* [Exercise]: Reproduce the passage of the California immigration excerpt below from "It is not uncommon" to "are increasingly Mexican-Americans.", leaving every word and mark unchanged.

* [Text excerpt]:
How then did we get to this present dilemma in California? How did we arrive at a world where thousands of citizens have lounged, embittered, on the dole while harvests go unpicked? How did we ignore thousands here, but demand that thousands more come illegally from across the border? How did we manufacture provocateurs at the university who burn the flag of the land they so desperately want to inhabit, while they proudly wave the flag of the country they so demonstrably prefer to abandon? How did we craft a society where the juvenile chooses the barbarism of the predatory jungle, but when injured or maimed he emerges from the wild to demand as his inalienable right the expensive succor of a compassionate and ordered culture he professes to despise? How did we create an intelligentsia that offers as models the despot Montezuma and the outlaw Pancho Villa, instead of Socrates and Lincoln?

If Mexico had not been contiguous to the United States, if migrants had only come in the thousands, not millions, if self-proclaimed advocates on campus and in the media had been honest and responsible folk, and if this had remained an America of the melting pot rather than the separatist culture of the 1980s and 1990s, then, I think, we would have fewer problems with race, culture and immigration.

But that is a lot of ifs.

SIX

A Remedy in Popular Culture?

WE MUST KEEP SOME PERSPECTIVE. Even if only six out of ten California residents of Mexican heritage are really graduating from high school, that figure still implies that every year, hundreds of thousands of Mexicans and Mexican-Americans are entering the work force in occupations other than menial labor and slowly finding their way into the mainstream, to join earlier immigrants in the American middle and upper classes.

It is not uncommon in my hometown to be stopped by a Mexican-American policeman, to talk about one's kids with a Mexican-American school principal, and to remonstrate with a Mexican-American city council member - many of them identifiable as being of Mexican heritage only by surname, never by accent, manner or appearance. Small business men and women -  restaurant owners, brake shop owners, labor contractors and truck fleet owners - are increasingly Mexican-Americans.

What this progress proves is that millions of Mexican aliens and their offspring grew up in California at a time when high standards and civic education were still embedded within the public schools and when assimilation, not separatism or multiculturalism, was the model of success. In contrast, the legions of more recently arrived Mexicans and the youth who grew up in the very different environment of the 1980s and 1990s have not had these benefits, and are now stranded in a destructive in-betweenness, often the pawns of those who play the parlor game of identity politics.

Yet for all the harm done to Mexican immigrants by both the naive and the opportunistic, there is nevertheless another, countervailing engine of change at work in America. It is the more nebulous and wholly amoral power of a new popular and global culture, whose intrinsic character is to unite us all in shared appetites for material things that dissolve the old prejudices of race, class, language and culture. In I960 a Mexican immigrant student was taught the positives of the United States in his classes and told to emulate his peers through rapid acceptance of American culture - even as he found his Anglo girlfriend's parents wary, the new music and customs foreign, personal discrimination undeniable, and formalities at work and play constant reminders of his otherness. Now the opposite is true: the schools and government seek to accentuate his differences - even as he wades knee-deep into a world that doesn't much care whom he dates, and where he feels at home with the prevailing, and already familiar, tastes in music, clothes and television.

* [Items]:
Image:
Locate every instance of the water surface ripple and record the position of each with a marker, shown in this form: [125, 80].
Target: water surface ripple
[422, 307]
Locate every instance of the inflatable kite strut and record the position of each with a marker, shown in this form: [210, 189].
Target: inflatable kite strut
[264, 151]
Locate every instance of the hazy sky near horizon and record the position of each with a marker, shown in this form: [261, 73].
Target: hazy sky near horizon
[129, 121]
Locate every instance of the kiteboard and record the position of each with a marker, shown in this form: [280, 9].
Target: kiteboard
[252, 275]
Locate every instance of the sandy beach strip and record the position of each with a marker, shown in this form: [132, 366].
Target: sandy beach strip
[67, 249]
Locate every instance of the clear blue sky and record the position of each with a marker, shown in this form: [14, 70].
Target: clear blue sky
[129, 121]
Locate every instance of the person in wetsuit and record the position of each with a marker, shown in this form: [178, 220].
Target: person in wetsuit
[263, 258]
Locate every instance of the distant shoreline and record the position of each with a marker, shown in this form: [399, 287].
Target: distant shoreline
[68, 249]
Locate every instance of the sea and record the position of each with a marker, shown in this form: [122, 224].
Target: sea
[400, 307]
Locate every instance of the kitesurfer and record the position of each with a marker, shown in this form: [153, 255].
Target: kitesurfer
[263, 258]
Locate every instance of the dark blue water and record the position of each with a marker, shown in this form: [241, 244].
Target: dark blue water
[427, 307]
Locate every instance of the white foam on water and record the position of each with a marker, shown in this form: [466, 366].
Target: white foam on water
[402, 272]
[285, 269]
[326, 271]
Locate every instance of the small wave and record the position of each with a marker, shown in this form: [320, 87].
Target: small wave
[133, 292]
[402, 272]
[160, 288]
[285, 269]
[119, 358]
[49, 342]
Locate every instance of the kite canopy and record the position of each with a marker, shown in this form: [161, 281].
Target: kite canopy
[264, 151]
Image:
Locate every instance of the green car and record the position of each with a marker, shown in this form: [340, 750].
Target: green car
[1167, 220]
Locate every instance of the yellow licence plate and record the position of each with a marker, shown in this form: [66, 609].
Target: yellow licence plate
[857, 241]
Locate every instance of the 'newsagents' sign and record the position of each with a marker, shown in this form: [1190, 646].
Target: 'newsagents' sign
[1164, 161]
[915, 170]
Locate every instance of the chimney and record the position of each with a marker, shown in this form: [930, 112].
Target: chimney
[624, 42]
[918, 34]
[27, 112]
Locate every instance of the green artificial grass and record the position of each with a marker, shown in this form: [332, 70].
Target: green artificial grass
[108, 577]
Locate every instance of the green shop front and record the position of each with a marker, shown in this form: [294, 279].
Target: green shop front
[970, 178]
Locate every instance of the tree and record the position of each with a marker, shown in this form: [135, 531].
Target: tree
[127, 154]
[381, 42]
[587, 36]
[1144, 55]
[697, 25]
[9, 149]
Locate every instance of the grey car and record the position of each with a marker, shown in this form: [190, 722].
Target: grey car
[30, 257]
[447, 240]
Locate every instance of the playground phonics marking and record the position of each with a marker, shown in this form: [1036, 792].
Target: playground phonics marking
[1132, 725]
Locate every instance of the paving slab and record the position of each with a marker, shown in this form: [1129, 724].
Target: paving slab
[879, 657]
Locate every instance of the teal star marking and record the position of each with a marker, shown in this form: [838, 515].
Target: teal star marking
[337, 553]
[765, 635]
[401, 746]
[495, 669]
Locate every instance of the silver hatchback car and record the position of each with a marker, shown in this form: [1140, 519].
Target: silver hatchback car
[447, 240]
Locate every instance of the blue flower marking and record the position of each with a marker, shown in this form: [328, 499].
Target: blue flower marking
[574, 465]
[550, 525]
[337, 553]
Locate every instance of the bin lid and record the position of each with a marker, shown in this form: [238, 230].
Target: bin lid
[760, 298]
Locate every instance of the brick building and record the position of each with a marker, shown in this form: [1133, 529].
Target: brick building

* [Solution]:
It is not uncommon in my hometown to be stopped by a Mexican-American policeman, to talk about one's kids with a Mexican-American school principal, and to remonstrate with a Mexican-American city council member - many of them identifiable as being of Mexican heritage only by surname, never by accent, manner or appearance. Small business men and women -  restaurant owners, brake shop owners, labor contractors and truck fleet owners - are increasingly Mexican-Americans.